Extracted data
▼

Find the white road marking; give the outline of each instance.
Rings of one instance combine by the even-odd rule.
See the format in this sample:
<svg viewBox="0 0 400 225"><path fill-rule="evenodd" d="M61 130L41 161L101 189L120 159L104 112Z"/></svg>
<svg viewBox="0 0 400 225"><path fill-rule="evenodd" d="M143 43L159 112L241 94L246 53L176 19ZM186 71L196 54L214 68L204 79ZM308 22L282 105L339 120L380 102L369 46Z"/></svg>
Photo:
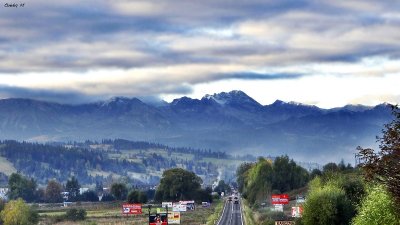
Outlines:
<svg viewBox="0 0 400 225"><path fill-rule="evenodd" d="M224 209L222 210L222 214L221 214L221 216L219 217L219 220L218 220L217 225L219 225L219 223L221 223L222 217L224 216L224 213L225 213L225 207L226 207L226 204L227 204L227 203L228 203L228 202L226 201L225 204L224 204Z"/></svg>

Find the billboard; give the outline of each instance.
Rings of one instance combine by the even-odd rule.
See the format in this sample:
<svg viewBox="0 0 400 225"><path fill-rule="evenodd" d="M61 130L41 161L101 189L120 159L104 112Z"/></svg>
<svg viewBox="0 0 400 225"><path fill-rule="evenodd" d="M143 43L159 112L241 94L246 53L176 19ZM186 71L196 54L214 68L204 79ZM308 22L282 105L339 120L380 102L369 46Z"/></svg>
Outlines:
<svg viewBox="0 0 400 225"><path fill-rule="evenodd" d="M272 195L271 197L272 197L273 205L289 204L289 195L287 195L287 194Z"/></svg>
<svg viewBox="0 0 400 225"><path fill-rule="evenodd" d="M301 217L303 215L303 207L295 206L292 207L292 217Z"/></svg>
<svg viewBox="0 0 400 225"><path fill-rule="evenodd" d="M304 198L304 196L296 196L296 204L303 204L306 202L306 199Z"/></svg>
<svg viewBox="0 0 400 225"><path fill-rule="evenodd" d="M142 204L122 204L122 214L142 214Z"/></svg>
<svg viewBox="0 0 400 225"><path fill-rule="evenodd" d="M283 205L282 204L275 204L274 208L272 208L272 211L283 212Z"/></svg>
<svg viewBox="0 0 400 225"><path fill-rule="evenodd" d="M183 205L186 205L186 204L189 204L189 203L194 204L194 200L190 200L190 201L179 201L179 203L181 203L181 204L183 204Z"/></svg>
<svg viewBox="0 0 400 225"><path fill-rule="evenodd" d="M172 208L172 202L162 202L161 203L161 207L165 208L167 206L168 206L168 208Z"/></svg>
<svg viewBox="0 0 400 225"><path fill-rule="evenodd" d="M186 212L186 205L174 202L172 204L172 211L174 211L174 212Z"/></svg>
<svg viewBox="0 0 400 225"><path fill-rule="evenodd" d="M191 211L191 210L195 210L196 206L194 204L194 200L190 200L190 201L179 201L179 203L181 205L186 205L186 211Z"/></svg>
<svg viewBox="0 0 400 225"><path fill-rule="evenodd" d="M294 225L294 221L275 221L275 225Z"/></svg>
<svg viewBox="0 0 400 225"><path fill-rule="evenodd" d="M167 225L167 214L156 214L149 216L149 225Z"/></svg>
<svg viewBox="0 0 400 225"><path fill-rule="evenodd" d="M181 224L181 213L180 212L168 213L168 224Z"/></svg>

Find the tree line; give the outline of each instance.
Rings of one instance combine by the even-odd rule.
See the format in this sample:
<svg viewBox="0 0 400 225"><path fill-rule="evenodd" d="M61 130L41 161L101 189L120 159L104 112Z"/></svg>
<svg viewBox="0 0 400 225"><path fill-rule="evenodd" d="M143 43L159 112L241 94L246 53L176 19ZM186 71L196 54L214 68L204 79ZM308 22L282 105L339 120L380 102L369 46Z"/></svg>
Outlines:
<svg viewBox="0 0 400 225"><path fill-rule="evenodd" d="M132 142L122 139L103 140L103 144L112 145L112 150L96 150L90 146L97 142L86 141L83 143L71 143L65 147L62 143L29 143L14 140L0 141L0 156L9 160L22 174L34 177L39 184L46 184L49 179L58 182L65 181L75 176L81 183L94 184L96 182L107 182L110 180L101 173L91 174L89 171L104 171L128 177L133 182L140 183L129 177L129 172L145 173L146 169L163 171L174 167L182 167L199 175L210 175L217 171L218 165L211 162L203 162L203 157L226 157L225 153L200 151L190 148L170 148L160 144L148 142ZM114 146L115 145L115 146ZM73 147L71 147L73 146ZM151 148L163 148L167 156L151 153L132 153L130 158L139 160L128 160L124 157L115 158L115 153L121 154L123 149L141 149L143 151ZM172 152L185 154L196 154L194 159L172 157ZM160 178L151 177L150 183L158 183ZM7 181L7 176L0 172L0 184Z"/></svg>
<svg viewBox="0 0 400 225"><path fill-rule="evenodd" d="M255 163L244 163L237 169L237 185L251 205L269 201L271 194L285 193L304 187L310 175L288 156L274 161L260 157Z"/></svg>

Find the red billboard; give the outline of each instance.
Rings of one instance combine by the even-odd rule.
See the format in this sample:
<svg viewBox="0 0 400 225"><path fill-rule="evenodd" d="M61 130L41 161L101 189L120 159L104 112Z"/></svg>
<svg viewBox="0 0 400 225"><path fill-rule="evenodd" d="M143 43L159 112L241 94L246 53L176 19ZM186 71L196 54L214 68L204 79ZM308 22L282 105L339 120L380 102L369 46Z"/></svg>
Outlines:
<svg viewBox="0 0 400 225"><path fill-rule="evenodd" d="M142 214L142 204L122 204L122 214Z"/></svg>
<svg viewBox="0 0 400 225"><path fill-rule="evenodd" d="M287 194L272 195L272 204L273 205L289 204L289 195L287 195Z"/></svg>

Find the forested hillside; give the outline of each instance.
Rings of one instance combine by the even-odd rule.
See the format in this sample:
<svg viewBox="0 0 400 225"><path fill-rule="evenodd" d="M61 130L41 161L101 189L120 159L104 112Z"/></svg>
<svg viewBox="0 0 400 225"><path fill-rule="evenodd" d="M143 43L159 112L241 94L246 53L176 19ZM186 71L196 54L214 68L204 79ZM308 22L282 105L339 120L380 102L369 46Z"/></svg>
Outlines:
<svg viewBox="0 0 400 225"><path fill-rule="evenodd" d="M210 150L122 139L49 144L6 140L0 142L0 157L42 184L53 178L62 182L71 176L83 184L111 183L121 178L137 184L154 184L164 170L174 167L193 171L206 178L205 182L212 182L223 175L222 171L234 171L241 160L251 160ZM4 174L0 178L6 180Z"/></svg>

▲

Exercise aim
Using the listing, collect all lines in which the string "give" is found.

Response to the task
Find the white road marking; give the outline of each instance.
Find the billboard; give the outline of each instance.
Find the tree line; give the outline of each instance.
Find the red billboard; give the outline of each instance.
Find the forested hillside; give the outline of each instance.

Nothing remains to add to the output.